*GIVEN PASSAGE:*
[START]

Bacon's Rebellion

Webb Shatters the Mold

Senator Jim Webb has always been something of a maverick, but now he has done something truly shocking: He has broken from Democrat Party orthodoxy on the intertwined issues of race, diversity and white privilege.

In a Wall Street Journal op-ed piece today, Webb makes it crystal clear that he is sympathetic to the condition of African-Americans in this country, who still wrestle with the legacy of slavery the Jim Crow era, and is supportive of measures to remediate, in the words of Lyndon B. Johnson, “the badges of slavery.” But he is uncomfortable with the idea of extending that remediation to all “persons of color,” most of whom are newcomers to America and have never suffered discrimination from the U.S. government. Furthermore, he argues that white cultures are so diverse that lumping them together for purposes of public policy (as in bearing the brunt of reverse discrimination) is not justifiable.

[END]

Pointing records:
[START]

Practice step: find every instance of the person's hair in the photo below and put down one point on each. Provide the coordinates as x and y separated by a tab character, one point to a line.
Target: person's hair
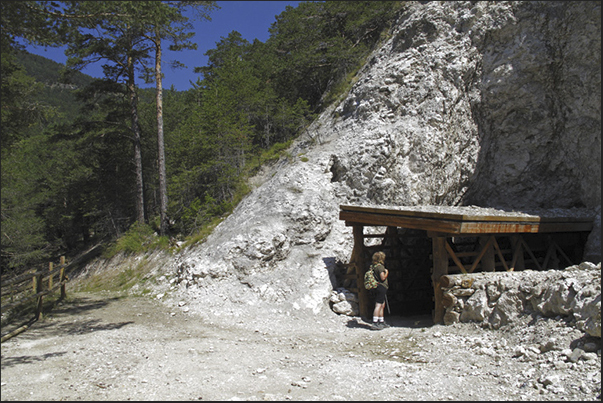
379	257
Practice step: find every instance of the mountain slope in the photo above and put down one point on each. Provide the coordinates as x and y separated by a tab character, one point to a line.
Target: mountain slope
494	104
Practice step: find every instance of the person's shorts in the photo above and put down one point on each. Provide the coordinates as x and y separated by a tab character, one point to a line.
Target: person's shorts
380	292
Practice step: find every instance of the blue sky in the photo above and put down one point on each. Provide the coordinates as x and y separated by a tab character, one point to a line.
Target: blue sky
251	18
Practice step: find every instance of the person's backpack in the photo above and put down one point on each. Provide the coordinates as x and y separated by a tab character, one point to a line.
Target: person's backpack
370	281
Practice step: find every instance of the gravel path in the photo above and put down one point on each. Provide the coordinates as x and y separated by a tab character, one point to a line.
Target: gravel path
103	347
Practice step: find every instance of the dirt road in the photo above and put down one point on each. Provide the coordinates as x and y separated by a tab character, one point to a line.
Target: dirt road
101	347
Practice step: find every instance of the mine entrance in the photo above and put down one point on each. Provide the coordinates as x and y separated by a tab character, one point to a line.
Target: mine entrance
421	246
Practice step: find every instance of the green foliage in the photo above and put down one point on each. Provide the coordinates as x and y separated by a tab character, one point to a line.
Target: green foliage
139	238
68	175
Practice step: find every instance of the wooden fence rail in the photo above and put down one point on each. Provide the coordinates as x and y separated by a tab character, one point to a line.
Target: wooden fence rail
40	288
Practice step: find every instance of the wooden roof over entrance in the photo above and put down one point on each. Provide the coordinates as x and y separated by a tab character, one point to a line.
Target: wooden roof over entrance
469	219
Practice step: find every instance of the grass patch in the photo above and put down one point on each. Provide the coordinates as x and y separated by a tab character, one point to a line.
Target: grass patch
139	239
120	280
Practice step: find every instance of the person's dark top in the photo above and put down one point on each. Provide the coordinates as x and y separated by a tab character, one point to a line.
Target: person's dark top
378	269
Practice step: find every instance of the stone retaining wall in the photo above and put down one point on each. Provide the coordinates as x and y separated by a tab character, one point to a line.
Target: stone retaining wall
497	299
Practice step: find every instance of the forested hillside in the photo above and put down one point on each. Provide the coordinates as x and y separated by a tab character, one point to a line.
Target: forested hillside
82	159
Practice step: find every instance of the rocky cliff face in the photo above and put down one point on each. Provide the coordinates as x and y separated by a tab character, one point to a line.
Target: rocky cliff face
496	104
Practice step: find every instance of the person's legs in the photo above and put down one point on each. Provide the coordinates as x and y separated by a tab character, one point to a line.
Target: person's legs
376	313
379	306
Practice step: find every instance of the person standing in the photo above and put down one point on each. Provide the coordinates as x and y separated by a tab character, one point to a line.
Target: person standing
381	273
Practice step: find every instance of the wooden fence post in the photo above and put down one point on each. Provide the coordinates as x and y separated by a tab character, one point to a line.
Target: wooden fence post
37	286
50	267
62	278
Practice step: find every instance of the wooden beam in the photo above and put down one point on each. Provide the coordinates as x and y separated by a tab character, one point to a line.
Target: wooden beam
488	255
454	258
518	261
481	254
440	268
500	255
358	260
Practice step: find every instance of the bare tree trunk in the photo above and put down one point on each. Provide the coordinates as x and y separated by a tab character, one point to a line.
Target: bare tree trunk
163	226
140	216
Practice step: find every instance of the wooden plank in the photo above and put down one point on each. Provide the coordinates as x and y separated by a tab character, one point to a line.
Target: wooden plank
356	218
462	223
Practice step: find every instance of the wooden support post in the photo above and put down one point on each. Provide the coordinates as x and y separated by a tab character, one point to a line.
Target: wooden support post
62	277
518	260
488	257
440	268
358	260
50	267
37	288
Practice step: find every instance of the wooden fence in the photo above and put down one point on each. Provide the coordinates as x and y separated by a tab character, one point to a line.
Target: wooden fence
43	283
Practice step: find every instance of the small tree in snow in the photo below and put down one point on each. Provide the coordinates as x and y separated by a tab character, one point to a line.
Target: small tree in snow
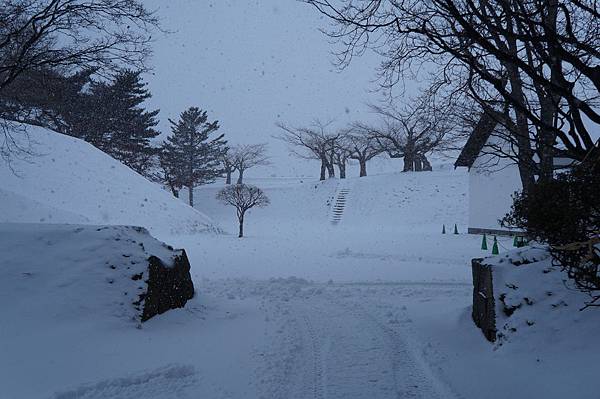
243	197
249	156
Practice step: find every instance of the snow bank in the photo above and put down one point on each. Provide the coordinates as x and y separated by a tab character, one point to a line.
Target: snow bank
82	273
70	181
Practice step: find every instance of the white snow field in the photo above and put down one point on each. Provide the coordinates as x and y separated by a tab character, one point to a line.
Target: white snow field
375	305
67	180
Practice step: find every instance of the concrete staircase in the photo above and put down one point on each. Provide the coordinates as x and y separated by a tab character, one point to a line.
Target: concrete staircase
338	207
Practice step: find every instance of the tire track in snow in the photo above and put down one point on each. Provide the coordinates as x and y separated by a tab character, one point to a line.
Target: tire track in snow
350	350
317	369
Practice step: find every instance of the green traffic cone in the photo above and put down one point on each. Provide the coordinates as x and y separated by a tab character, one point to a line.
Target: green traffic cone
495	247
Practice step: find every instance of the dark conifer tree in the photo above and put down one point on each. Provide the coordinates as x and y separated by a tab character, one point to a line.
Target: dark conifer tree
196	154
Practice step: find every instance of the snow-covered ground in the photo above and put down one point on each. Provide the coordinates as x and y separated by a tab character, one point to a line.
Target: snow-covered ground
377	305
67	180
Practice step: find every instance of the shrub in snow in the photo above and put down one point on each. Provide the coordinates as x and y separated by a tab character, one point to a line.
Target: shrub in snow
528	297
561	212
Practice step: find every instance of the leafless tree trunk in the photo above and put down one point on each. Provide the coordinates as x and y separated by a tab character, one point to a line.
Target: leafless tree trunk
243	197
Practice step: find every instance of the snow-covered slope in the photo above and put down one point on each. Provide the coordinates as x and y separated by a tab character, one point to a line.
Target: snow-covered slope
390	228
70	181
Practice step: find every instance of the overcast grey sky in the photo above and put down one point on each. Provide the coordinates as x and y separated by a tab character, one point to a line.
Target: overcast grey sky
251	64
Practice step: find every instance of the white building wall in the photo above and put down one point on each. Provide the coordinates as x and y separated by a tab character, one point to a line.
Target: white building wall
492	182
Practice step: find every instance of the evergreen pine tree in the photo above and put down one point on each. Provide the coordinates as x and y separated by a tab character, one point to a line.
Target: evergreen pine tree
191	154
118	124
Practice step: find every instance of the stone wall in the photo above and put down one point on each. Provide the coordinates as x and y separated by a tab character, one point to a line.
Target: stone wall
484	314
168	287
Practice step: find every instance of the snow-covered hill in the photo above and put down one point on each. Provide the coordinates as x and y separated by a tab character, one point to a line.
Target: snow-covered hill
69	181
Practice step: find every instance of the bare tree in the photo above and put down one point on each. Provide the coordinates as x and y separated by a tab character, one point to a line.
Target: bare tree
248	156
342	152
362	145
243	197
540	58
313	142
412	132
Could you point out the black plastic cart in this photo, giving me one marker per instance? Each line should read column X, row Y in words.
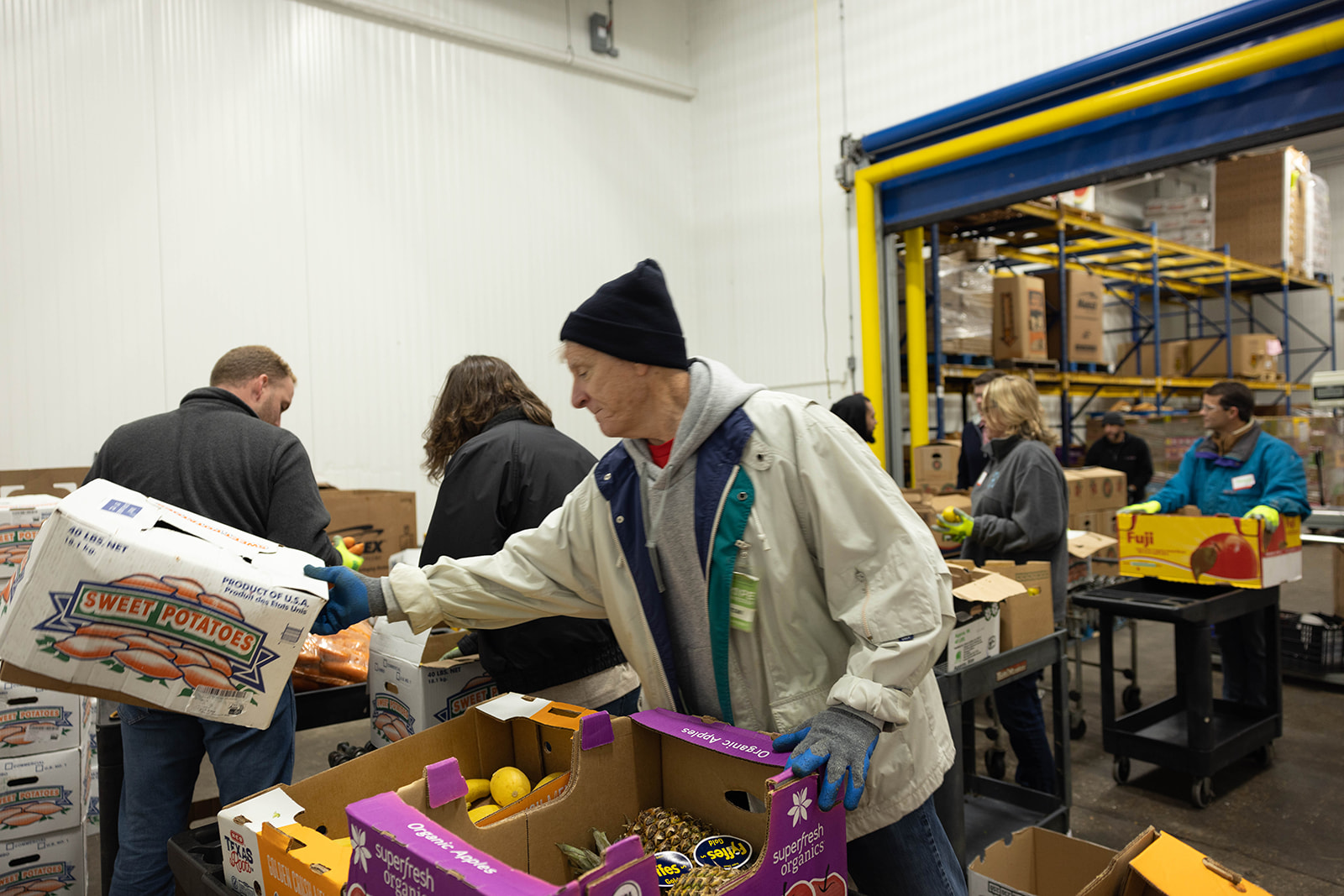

[END]

*SET TASKS:*
1 - Filter the records, keeping only the lines that contain the string "staircase", and copy each of them.
2 - Carry on the post about Senator Jim Webb's op-ed, picking up after its final sentence.

*SET OF ANSWERS:*
1 -
Practice step: find every instance of the concrete staircase in the photo above and put down one point on each. Provide the coordinates as x and y separated by a tab character, one point to a line.
Target: concrete staircase

2 -
As Webb notes, 95% of the whites of the old South did not own slaves. The South was economically devastated by the Civil War, leaving not only blacks but whites in poverty. Of the South’s 1.8 million sharecroppers, two-thirds were white, roughly mirroring a population that was 71% white. As late as 1938, white illiteracy was far higher than the national average; all colleges and universities in the South combined had endowments smaller than Harvard and Yale combined. The legacy of that white poverty lives on today in lower-than-average levels of education. Writes Webb:

Policy makers ignored such disparities within America’s white cultures when, in advancing minority diversity programs, they treated whites as a fungible monolith. Also lost on those policy makers were the differences in economic and educational attainment among nonwhite cultures. Thus nonwhite groups received special consideration in a wide variety of areas including business startups, academic admissions, job promotions and lucrative government contracts.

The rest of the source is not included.